◆ **Goal of the exercise**:
Please answer these questions about the mailing-list thread below:
1. Which program brought the issue to the writers' attention?
2. According to Daniel, what is needed to reproduce the problem?
3. What does Pavel Machek report about the debugging traps?

◆ **Text segment**:
BEGIN
Andrew Morton wrote:
> Bah. That's what happens when you fix stuff.
>
> What's kylix? The Borland C++ builder thing?
>
> How should one set about reproducing this problem?

You don't need the kylix environment or libraries, you just need to run any
binary that was compiled with kylix. Teamspeak was the one that brought the
issue to our attention. Here's a direct link:

ftp://ftp.freenet.de/pub/4players/teamspeak.org/releases/ts2_client_rc2_2032.tar.bz2

I will test your diagnosis patch later today, if nobody else has.

Daniel

2005-02-08 17:17:28

by Pavel Machek

[permalink] [raw]
Subject: Re: 2.6.11-rc3: Kylix application no longer works?

Hi!

> > > How should one set about reproducing this problem?
> >
> > IIRC, Some minimal "personal" version can be downloaded from borland.com.
>
> Well I'd prefer that we not back out the whole patch. Could someone please
> test with something like the below, let us know exactly where it's falling
> over?

Sorry, it seems your debugging traps do not trigger. I'll try other
patches...
END
◆ **Extracted entries**:
BEGIN
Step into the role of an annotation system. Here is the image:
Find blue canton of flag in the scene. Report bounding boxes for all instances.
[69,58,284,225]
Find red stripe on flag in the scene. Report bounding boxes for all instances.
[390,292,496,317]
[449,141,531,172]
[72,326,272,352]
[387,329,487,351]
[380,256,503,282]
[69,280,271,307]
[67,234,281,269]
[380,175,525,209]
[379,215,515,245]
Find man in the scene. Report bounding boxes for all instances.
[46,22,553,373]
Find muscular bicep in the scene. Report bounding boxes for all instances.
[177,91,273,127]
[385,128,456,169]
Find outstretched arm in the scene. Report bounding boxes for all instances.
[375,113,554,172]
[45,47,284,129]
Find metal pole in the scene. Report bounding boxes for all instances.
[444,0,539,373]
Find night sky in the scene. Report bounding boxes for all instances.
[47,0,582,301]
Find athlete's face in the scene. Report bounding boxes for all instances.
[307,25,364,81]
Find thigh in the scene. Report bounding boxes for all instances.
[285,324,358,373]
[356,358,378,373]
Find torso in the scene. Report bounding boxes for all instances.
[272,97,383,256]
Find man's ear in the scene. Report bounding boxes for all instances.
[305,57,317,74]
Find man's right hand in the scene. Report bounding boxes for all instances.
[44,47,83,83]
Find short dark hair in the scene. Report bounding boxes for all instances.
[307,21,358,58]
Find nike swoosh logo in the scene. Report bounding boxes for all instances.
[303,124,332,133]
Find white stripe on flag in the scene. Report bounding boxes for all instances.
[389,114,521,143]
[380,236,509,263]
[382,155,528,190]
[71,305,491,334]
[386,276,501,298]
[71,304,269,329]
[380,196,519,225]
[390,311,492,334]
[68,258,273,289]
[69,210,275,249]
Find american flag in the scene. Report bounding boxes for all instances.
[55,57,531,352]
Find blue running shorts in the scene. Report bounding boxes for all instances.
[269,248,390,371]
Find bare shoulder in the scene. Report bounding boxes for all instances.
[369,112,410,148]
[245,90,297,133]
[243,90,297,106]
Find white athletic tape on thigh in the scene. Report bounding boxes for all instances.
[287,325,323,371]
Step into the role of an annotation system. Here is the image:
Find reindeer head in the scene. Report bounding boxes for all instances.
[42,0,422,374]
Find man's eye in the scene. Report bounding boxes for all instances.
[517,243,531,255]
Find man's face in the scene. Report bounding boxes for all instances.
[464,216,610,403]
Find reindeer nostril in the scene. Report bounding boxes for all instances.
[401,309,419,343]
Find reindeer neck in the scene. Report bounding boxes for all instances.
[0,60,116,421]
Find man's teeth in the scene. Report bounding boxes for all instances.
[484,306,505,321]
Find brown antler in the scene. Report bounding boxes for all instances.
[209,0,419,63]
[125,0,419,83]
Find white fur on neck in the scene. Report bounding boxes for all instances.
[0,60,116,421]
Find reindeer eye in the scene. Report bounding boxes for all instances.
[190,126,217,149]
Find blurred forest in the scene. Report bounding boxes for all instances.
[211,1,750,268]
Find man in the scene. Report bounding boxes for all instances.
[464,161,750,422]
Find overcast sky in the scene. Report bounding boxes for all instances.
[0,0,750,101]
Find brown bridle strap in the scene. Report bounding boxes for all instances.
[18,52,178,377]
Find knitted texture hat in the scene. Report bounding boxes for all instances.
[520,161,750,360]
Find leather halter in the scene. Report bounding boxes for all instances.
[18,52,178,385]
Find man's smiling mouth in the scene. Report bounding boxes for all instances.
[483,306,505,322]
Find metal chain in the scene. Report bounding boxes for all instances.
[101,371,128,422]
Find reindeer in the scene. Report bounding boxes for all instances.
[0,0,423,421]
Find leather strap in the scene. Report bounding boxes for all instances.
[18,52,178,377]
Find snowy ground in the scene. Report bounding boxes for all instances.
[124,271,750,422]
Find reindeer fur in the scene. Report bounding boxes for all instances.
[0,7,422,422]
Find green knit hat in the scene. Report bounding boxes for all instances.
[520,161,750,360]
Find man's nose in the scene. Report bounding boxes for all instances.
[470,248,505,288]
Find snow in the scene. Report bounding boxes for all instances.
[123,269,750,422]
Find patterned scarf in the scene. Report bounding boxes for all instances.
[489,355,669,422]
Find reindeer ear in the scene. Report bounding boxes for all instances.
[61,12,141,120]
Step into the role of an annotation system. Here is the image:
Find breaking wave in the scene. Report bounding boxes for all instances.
END
◆ **Result of the task**:
1. Teamspeak.
2. Any binary compiled with kylix; the kylix environment and libraries are not needed.
3. They do not trigger.